[Point-per-instance localization data]
┄┄┄┄┄┄┄┄┄┄

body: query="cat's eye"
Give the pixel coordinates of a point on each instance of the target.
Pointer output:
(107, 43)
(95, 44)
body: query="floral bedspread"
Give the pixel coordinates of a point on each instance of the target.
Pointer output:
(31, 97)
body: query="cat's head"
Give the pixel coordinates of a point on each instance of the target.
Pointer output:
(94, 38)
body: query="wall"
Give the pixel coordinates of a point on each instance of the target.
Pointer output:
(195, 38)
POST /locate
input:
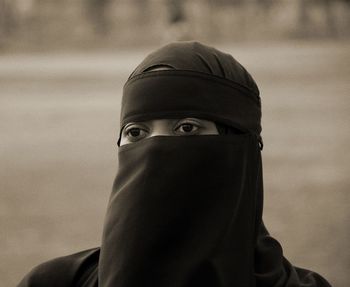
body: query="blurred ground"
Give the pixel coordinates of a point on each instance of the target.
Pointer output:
(58, 156)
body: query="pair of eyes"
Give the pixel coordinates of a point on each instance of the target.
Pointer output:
(136, 131)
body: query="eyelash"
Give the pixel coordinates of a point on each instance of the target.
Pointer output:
(187, 122)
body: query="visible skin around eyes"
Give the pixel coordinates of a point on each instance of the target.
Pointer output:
(137, 131)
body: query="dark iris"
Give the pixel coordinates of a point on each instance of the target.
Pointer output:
(134, 132)
(187, 128)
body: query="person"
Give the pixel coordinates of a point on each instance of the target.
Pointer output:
(186, 205)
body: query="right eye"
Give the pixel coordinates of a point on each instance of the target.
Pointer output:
(135, 133)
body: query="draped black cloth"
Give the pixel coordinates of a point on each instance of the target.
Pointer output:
(185, 211)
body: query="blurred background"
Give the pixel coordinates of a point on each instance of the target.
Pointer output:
(62, 67)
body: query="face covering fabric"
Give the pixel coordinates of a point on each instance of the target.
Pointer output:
(185, 211)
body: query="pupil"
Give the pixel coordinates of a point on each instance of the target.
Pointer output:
(134, 132)
(187, 127)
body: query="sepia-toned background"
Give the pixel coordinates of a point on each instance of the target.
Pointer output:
(62, 67)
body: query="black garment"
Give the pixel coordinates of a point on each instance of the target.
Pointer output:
(185, 211)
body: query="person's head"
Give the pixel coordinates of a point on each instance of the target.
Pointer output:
(187, 88)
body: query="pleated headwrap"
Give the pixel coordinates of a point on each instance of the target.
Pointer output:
(200, 81)
(187, 211)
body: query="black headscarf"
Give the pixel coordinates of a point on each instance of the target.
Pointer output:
(185, 211)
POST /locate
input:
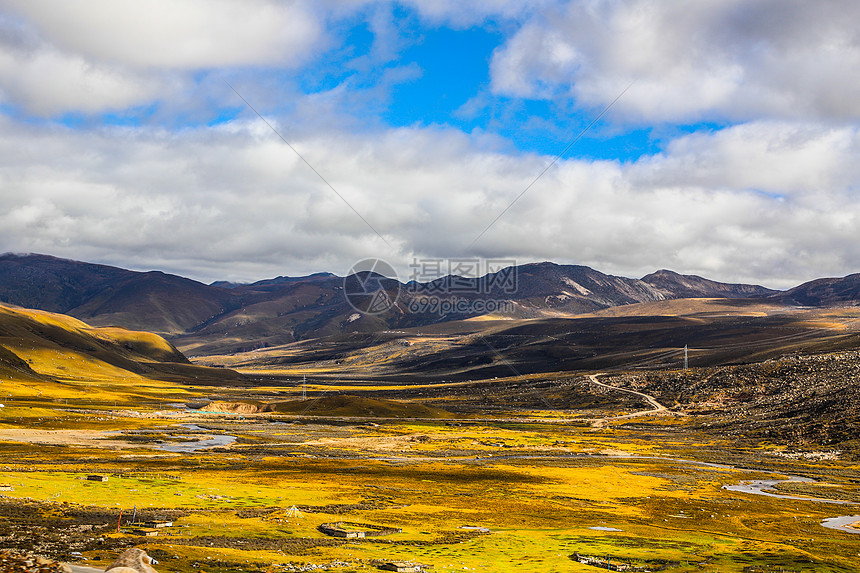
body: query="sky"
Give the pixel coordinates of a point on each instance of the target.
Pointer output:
(717, 137)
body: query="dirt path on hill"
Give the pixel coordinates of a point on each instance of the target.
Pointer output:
(656, 407)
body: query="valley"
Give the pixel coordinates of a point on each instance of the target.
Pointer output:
(549, 443)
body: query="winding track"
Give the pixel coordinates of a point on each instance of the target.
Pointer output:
(656, 407)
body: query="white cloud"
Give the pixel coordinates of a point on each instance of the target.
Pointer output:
(233, 202)
(732, 59)
(177, 34)
(113, 55)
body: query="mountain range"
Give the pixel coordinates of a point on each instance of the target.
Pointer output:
(229, 317)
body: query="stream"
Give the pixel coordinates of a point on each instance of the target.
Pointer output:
(190, 447)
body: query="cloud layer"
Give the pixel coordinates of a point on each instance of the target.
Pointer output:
(766, 201)
(757, 181)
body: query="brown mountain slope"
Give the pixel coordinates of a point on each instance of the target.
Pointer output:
(39, 345)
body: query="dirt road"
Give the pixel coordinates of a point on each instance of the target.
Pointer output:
(656, 407)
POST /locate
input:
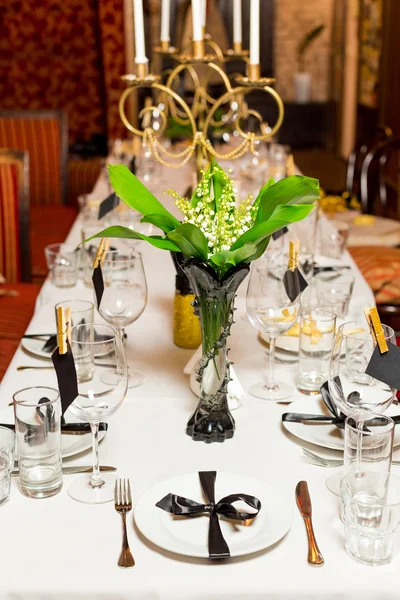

┄┄┄┄┄┄┄┄┄┄

■ **ASSIGNMENT**: Give back each of the records above word for word, apart from the pictures.

■ **SOLUTION TO THIS EXERCISE**:
body: query="cat's eye"
Give the pixel coordinates of a point on each instance of the target.
Pointer output:
(107, 43)
(95, 44)
body: query="floral bedspread"
Give the pixel coordinates of a point on each instance of the target.
Pointer output:
(31, 97)
body: query="cat's head"
Give the pixel coordinates of a point on each instance of the target.
Pointer output:
(94, 38)
body: query="wall"
Give the pixel coordinates of a point on each instance of the target.
Pointer output:
(195, 38)
POST /locate
input:
body: query="blurred ground"
Give the pixel coordinates of a point on each instance of the target.
Pointer output:
(58, 156)
body: query="pair of eyes"
Give the pixel coordinates of a point on each instance of the target.
Pointer output:
(136, 131)
body: query="eyelash"
Give the pixel coordinates of a point on each instance of the target.
Pointer output:
(187, 122)
body: query="visible skin around eyes"
Give the pixel coordinates of a point on each instance of the target.
Pointer output:
(137, 131)
body: query="dark iris"
Give the pixel coordinates of a point on each instance of the target.
Pointer output:
(134, 132)
(187, 128)
body: query="person"
Give the pixel coordinates of a point on each instance of the target.
Pointer output:
(186, 205)
body: query="right eye"
Give the pixel coordinates of a point on each instance of the target.
Pointer output:
(135, 133)
body: query="draped black cloth"
Give the pixel coordinates of a point on each instance of the target.
Pointer output:
(185, 211)
body: query="blurred background"
Give the pixel coordinates of a point on each instance of the target.
Pointer output:
(62, 67)
body: query="face covering fabric"
Give the pixel coordinates of a point on each instance of the target.
Pointer output:
(185, 211)
body: query="pupil"
Give the pixel coordinates of a point on each instance of the target.
Pointer output:
(134, 132)
(187, 127)
body: query="sepia-toned background"
Give the pixel coordinates of a point on each instance of the target.
Pointer output:
(62, 67)
body: query="black garment"
Give the pixel coordinates of a point on each instance of the target.
Pointer output:
(185, 211)
body: query="person's head"
Give the pixel coordinates of a point on each instance of the target.
Pointer output:
(187, 88)
body: query="pleated headwrap"
Give the pixel coordinates of a point on each instance of the target.
Pointer output:
(200, 81)
(187, 211)
body: query="black headscarf"
Give the pixel coordinates of a point on each instance of the target.
Pointer output:
(185, 211)
POST /locate
input:
body: query="sky"
Give the pixel coordinates of a point on each instance of the target.
Pointer output:
(717, 137)
body: query="dirt path on hill"
Give the pixel coordinates of a point on each instance of the target.
Pointer output:
(656, 407)
body: query="valley"
Give the pixel coordinates of a point on each instance of the target.
Pointer output:
(549, 443)
body: query="winding track"
Give the pixel coordinates of a point on each instance of the target.
Pointer output:
(656, 407)
body: query="white cloud"
Give the pixel coordinates of a point on each instance of the target.
Pointer output:
(233, 202)
(732, 59)
(177, 34)
(113, 55)
body: query="mountain range"
Give the pixel coordinates of a point on each instance of the target.
Pointer output:
(229, 317)
body: query="stream"
Give the pixel coordinates of a point on each instance of the target.
Pointer output:
(190, 447)
body: query="cloud layer"
Give the pixel coordinates of a point on each instance of the target.
Pointer output:
(766, 201)
(757, 181)
body: query="brown mountain slope"
Give the pixel coordinates of a point on each instance of the target.
Pointer output:
(39, 345)
body: query="dirt road"
Give the pixel coordinates of a point on each instance of the target.
Pointer output:
(656, 407)
POST /locate
input:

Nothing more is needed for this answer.